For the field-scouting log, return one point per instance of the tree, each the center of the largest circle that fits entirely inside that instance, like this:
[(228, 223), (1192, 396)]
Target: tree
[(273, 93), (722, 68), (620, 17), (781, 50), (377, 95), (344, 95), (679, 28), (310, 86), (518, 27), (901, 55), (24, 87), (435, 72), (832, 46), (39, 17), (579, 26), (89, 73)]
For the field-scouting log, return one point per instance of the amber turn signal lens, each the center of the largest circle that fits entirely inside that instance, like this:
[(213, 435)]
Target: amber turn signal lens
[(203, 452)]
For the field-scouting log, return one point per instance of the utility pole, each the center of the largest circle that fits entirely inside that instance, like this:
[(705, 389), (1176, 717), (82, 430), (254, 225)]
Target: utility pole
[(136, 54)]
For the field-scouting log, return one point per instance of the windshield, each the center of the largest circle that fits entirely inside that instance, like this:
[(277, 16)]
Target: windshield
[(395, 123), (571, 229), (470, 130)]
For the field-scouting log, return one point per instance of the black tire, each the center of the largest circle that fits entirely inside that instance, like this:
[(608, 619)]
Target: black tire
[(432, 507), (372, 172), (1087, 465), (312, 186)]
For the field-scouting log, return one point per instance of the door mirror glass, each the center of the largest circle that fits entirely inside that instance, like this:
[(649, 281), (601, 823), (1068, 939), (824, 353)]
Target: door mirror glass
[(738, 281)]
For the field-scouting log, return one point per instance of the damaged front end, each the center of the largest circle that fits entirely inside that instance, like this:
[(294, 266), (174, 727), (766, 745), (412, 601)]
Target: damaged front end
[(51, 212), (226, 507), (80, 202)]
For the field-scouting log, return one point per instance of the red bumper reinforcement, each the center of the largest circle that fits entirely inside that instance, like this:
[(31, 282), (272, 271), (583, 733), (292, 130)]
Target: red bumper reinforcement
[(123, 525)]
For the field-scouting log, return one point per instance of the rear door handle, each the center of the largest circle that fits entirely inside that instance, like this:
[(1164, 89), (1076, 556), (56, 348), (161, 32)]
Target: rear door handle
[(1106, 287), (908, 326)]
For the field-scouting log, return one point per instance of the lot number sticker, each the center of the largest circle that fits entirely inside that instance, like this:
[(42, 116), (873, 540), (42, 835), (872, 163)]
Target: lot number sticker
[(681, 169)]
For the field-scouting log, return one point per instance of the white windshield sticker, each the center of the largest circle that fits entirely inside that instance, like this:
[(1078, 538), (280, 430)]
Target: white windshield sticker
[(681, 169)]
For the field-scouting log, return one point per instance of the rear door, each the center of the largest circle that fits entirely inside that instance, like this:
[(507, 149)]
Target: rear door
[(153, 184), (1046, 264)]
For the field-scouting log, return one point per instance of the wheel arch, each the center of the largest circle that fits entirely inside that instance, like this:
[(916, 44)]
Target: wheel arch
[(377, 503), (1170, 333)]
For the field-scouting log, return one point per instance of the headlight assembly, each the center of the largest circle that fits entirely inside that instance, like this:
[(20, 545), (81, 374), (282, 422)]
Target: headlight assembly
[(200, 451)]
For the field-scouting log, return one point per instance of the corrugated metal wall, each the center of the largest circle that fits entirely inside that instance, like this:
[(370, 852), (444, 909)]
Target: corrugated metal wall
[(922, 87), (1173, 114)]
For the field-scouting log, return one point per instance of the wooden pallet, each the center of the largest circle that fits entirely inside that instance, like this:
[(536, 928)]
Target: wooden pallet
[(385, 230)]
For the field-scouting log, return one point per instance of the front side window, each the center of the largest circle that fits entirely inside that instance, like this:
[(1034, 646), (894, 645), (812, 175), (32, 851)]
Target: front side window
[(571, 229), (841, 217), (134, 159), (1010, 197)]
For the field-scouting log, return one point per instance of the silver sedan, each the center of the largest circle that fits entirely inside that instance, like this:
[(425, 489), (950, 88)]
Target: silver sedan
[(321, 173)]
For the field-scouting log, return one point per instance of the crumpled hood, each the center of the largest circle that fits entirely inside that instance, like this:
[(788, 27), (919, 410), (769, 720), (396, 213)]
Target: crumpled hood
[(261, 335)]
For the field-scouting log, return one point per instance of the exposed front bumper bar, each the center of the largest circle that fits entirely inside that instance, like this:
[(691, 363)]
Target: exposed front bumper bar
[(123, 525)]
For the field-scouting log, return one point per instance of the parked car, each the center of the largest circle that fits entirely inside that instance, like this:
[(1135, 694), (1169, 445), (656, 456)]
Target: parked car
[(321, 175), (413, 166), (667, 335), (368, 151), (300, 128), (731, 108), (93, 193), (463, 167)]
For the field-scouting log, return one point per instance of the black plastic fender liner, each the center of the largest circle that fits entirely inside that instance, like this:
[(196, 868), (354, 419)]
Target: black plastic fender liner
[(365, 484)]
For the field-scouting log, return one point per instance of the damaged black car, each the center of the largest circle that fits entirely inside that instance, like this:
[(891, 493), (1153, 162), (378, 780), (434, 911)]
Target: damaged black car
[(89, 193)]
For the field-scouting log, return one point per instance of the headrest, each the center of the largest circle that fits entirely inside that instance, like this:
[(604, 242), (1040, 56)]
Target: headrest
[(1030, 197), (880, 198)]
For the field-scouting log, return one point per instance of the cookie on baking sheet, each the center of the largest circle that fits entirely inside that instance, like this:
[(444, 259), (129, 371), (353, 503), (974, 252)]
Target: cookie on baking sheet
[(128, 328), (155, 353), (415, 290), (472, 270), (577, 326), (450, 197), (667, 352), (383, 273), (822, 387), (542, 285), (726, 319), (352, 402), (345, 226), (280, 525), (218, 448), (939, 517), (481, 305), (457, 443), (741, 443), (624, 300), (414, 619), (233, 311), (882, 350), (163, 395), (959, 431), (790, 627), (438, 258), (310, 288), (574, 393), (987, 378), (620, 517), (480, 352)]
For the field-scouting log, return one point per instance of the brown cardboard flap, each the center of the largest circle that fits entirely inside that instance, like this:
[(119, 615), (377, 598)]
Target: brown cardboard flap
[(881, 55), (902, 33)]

ABOUT THIS EXERCISE. Taking the entries above, write out exactly the lines starting with the line containing "Target: crumpled hood" and going on through the line containing "[(691, 363)]", both included, and nothing else.

WRITTEN ANSWER.
Target: crumpled hood
[(261, 335)]
For the field-scouting log, return one point per instance of the exposed front bumper bar, each the center of the largest circle that fits entirely inside that instance, like this:
[(691, 363)]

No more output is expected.